Sky Journal of Biochemistry Research Vol. 5(4), pp. 031-047, September, 2016.  Available online http://www.skyjournals.org/SJBR

ISSN 2315-8786 ©2016 Sky Journals

 

Full Length Research Paper

Heavy metal concentration in fishes from surface water in Nigeria: Potential sources of pollutants and mitigation measures
 

Sylvester Chibueze Izah* and Tariwari C. N. Angaye

 

Department of Biological Sciences, Faculty of Science, Niger Delta University, Wilberforce Island, Bayelsa State, Nigeria.

 

*Corresponding author. E-mail: chivestizah@gmail.com.  Tel.: +234703 0192466.

 

Accepted 22 August, 2016

 

Abstract

 

Waste management and surveillance in Nigeria is grossly inadequate, and of poor quality. Human activities typically release wastes into the environment causing pollution. This paper reviews the various sources of heavy metals in Nigerian environment, concentration of heavy metals in different fish body parts and potential health effects associated with consumption of fishes high in heavy metals. It can be stated that each sector including food processing, industrial, pharmaceutical, and dredging; also oil and gas, fertilizer production and pesticides could influence the release of heavy metal above the regulatory limit (i.e. Federal Environmental Protection Agency). These heavy metals could find their way to the aquatic ecosystem via runoff due to precipitation. Thereby accumulating in fisheries above the limit values recommended by various agencies including Food and Agricultural Organization/ World Health Organization, Median international standard, European Union, United State Environmental Protection Agency and Water Pollution Control Legislation. The incipient effect of heavy metal due to the bioaccumulation of heavy metals from aquatic organisms cannot be overemphasized; hence, the need for caution. This study concludes by suggesting and conducting Impacts Assessment on projects that could lead to environmental pollution and adhering to suggested mitigation measures as stipulated by Federal Environmental Protection Agency guideline.

### Task details
According to the research paper abstract above, how could heavy metals reach the aquatic ecosystem?

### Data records

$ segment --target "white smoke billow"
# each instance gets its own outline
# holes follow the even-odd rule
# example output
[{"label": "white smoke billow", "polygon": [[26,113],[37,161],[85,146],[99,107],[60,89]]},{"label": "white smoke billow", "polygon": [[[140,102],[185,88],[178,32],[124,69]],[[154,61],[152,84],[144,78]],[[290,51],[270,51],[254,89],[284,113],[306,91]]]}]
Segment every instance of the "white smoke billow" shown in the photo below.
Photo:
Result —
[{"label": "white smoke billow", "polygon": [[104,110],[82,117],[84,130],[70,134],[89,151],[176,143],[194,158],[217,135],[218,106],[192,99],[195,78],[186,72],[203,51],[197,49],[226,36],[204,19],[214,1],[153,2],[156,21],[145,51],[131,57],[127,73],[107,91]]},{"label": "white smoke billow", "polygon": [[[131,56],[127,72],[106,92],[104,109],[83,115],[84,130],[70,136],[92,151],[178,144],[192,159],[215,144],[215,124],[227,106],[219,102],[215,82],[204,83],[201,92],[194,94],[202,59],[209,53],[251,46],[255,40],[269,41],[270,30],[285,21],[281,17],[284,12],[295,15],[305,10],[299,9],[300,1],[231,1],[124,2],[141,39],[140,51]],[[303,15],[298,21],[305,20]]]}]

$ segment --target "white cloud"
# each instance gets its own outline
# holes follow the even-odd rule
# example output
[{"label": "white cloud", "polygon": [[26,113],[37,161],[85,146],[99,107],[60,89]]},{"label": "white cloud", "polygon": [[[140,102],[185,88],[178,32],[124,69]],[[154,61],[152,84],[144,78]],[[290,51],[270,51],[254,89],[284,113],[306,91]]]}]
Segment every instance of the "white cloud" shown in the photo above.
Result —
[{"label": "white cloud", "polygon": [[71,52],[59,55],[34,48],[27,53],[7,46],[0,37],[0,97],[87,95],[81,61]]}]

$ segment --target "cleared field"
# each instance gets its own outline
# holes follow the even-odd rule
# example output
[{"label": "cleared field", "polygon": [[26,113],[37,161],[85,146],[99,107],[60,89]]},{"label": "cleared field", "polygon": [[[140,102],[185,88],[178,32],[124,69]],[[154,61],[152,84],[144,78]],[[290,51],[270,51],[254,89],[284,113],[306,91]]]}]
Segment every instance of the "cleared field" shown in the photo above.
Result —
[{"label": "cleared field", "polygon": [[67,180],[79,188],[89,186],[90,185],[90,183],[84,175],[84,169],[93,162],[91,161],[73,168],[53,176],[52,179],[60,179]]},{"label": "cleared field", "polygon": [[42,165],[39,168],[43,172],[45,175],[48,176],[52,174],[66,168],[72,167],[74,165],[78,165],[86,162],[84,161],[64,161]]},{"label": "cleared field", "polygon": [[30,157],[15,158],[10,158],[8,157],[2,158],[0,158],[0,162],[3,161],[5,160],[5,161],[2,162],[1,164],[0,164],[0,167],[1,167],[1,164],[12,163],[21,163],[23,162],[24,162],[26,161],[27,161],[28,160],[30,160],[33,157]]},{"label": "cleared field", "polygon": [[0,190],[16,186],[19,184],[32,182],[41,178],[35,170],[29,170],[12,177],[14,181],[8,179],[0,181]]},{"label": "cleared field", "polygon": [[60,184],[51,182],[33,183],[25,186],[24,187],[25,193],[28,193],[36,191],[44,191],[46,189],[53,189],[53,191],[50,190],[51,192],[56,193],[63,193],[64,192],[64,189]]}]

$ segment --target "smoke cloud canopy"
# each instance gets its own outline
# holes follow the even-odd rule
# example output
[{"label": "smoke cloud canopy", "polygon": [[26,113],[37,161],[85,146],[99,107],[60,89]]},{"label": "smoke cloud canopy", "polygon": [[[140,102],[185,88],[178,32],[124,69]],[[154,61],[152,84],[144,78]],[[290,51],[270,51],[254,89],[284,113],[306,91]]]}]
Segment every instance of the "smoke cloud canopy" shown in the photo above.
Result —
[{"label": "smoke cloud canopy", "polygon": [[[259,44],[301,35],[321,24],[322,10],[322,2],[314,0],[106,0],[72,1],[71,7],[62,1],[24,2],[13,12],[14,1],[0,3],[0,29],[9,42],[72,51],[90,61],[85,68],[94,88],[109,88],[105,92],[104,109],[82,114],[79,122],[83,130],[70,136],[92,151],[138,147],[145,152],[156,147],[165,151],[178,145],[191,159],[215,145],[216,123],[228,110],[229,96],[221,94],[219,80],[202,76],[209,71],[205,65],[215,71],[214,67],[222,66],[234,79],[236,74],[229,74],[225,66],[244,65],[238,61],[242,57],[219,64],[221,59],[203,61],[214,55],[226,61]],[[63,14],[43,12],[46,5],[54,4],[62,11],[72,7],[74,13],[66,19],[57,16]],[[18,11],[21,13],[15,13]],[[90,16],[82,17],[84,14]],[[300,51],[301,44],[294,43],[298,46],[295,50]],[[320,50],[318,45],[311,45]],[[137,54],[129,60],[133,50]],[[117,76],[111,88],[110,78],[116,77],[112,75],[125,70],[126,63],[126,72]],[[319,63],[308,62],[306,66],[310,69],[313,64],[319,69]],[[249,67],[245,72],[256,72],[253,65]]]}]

### Response box
Through runoff due to precipitation.